■ **Recorded data**
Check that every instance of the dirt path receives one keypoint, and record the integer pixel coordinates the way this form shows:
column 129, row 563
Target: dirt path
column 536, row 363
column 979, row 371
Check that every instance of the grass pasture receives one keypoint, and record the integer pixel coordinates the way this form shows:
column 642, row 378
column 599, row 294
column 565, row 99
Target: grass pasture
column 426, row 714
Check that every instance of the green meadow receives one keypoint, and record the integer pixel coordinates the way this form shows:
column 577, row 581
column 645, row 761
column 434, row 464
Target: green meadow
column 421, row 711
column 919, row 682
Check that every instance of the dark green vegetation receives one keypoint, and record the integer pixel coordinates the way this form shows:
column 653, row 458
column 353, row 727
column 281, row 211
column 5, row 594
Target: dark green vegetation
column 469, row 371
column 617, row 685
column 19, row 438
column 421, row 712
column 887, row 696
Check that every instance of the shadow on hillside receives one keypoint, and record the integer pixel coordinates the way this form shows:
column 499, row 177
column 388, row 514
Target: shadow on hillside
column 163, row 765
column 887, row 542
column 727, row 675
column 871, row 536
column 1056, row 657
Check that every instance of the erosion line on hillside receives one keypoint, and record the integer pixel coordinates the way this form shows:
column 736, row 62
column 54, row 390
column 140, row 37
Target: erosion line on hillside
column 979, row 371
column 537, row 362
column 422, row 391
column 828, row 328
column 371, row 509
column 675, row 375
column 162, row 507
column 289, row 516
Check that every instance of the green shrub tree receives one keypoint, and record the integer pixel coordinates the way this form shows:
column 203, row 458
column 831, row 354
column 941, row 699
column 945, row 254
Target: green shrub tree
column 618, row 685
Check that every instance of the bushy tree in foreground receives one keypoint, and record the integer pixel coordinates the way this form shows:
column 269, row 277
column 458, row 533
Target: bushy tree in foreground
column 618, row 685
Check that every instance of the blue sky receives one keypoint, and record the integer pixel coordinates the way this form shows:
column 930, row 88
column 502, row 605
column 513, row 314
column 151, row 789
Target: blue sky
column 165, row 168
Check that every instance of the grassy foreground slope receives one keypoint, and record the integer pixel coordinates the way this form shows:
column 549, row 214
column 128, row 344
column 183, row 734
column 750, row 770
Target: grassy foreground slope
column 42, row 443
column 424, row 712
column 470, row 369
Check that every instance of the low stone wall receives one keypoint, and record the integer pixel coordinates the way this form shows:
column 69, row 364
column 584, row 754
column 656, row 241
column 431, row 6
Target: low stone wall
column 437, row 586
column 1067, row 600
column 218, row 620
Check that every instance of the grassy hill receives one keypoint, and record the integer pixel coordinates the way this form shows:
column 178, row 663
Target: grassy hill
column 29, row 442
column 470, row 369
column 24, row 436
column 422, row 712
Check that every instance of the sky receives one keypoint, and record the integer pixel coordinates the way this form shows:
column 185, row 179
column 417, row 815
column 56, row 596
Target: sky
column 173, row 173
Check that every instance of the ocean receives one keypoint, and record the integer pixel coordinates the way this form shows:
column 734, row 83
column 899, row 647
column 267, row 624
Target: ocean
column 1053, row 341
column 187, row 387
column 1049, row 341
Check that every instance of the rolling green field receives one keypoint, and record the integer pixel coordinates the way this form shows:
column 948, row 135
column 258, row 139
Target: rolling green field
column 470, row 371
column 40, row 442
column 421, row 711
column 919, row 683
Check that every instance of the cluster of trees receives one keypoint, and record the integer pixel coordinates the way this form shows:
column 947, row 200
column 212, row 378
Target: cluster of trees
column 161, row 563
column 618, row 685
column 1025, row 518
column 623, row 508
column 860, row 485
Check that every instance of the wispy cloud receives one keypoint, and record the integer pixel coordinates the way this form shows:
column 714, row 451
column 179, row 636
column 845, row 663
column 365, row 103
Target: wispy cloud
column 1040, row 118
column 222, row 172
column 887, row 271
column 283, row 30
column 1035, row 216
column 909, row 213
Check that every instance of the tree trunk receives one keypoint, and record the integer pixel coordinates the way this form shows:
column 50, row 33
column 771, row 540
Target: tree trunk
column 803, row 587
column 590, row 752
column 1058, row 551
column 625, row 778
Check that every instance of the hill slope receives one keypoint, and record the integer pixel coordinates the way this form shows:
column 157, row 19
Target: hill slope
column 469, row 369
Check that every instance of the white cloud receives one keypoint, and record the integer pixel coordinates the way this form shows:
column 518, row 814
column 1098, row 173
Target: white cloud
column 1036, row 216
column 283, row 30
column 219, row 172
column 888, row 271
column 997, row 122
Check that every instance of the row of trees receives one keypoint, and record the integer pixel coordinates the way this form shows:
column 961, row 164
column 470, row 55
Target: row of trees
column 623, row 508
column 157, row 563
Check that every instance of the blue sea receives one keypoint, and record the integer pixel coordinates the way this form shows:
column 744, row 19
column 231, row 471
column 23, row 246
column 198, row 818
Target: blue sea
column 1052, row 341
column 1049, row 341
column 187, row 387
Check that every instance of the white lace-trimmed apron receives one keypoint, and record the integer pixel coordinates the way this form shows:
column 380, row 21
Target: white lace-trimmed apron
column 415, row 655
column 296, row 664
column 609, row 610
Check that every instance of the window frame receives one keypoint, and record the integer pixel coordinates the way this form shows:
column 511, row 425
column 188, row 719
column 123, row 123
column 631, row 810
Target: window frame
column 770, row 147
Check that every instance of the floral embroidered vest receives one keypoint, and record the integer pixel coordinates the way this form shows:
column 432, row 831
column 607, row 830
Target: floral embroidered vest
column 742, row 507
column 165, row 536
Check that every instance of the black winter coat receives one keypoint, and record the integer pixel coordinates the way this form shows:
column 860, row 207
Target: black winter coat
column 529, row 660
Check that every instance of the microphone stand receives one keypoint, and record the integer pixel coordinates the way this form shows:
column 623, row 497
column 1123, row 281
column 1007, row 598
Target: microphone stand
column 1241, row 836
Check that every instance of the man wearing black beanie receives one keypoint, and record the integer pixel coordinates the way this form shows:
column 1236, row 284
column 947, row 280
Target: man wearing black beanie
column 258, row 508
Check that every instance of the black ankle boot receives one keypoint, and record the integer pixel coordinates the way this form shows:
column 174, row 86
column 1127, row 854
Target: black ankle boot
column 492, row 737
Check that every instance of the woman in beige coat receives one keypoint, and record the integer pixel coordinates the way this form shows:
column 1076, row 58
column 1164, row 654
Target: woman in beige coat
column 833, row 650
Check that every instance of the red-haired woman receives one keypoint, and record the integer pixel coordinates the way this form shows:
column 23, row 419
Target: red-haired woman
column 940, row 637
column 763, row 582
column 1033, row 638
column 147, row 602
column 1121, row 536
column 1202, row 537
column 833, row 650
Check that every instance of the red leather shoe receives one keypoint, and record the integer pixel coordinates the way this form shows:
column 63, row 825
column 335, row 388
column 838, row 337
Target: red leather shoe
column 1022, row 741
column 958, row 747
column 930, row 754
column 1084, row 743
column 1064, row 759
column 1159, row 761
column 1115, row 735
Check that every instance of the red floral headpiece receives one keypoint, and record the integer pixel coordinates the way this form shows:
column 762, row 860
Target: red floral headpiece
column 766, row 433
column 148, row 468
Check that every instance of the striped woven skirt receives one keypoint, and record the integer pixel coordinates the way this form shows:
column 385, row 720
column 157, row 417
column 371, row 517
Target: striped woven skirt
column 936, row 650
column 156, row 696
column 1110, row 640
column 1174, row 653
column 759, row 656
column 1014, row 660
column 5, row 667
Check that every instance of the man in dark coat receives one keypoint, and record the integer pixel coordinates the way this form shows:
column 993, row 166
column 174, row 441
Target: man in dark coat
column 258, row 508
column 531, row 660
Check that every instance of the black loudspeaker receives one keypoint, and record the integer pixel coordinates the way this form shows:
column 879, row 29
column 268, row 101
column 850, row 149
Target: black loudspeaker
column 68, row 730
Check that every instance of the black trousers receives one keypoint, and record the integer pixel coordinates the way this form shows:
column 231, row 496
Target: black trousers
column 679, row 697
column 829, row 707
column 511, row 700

■ **Exercise goal**
Recast the lines of the items above, starting with the line that contains "Check that every instance of the green shrub" and going on through the line that contains "column 173, row 173", as a JSON list of strings with one string per line. Include both end lines and leave out any blank lines.

■ **Solution to the problem**
[
  "Check that every instance of the green shrub tree receives one keypoint, and record the integer pixel coordinates the way this form shows:",
  "column 203, row 458",
  "column 831, row 354",
  "column 941, row 699",
  "column 945, row 254",
  "Target: green shrub tree",
  "column 618, row 685",
  "Check that every instance of the bushy tree in foreground receives one keypoint, and record the integer pixel coordinates the way this form shows:",
  "column 269, row 277",
  "column 458, row 533",
  "Target: bushy tree in foreground",
  "column 618, row 685",
  "Check that every instance of the blue sky receives one keypoint, and record the integer pixel coordinates the way this form shows:",
  "column 930, row 88",
  "column 502, row 605",
  "column 513, row 314",
  "column 151, row 789",
  "Target: blue sky",
  "column 165, row 168",
  "Check that every instance of the grassy foreground slope receives one keypoint, and record the integer pixel coordinates the way this form shows:",
  "column 549, row 214",
  "column 128, row 344",
  "column 183, row 734",
  "column 750, row 770",
  "Target: grassy foreground slope",
  "column 42, row 443",
  "column 424, row 712",
  "column 470, row 369",
  "Check that every instance of the low stone wall receives one keypoint, and record the integer pixel coordinates the way this form shows:",
  "column 69, row 364",
  "column 584, row 754",
  "column 656, row 241",
  "column 431, row 6",
  "Target: low stone wall",
  "column 437, row 586",
  "column 1067, row 600",
  "column 218, row 620",
  "Check that every instance of the grassy hill receives one keypoint, and record the integer pixel coordinates the way this form shows:",
  "column 178, row 663",
  "Target: grassy hill",
  "column 29, row 442",
  "column 470, row 369",
  "column 24, row 436",
  "column 422, row 712",
  "Check that every instance of the sky receives one keypoint, and record the integer pixel coordinates the way this form shows:",
  "column 185, row 179",
  "column 417, row 815",
  "column 56, row 596",
  "Target: sky",
  "column 173, row 173"
]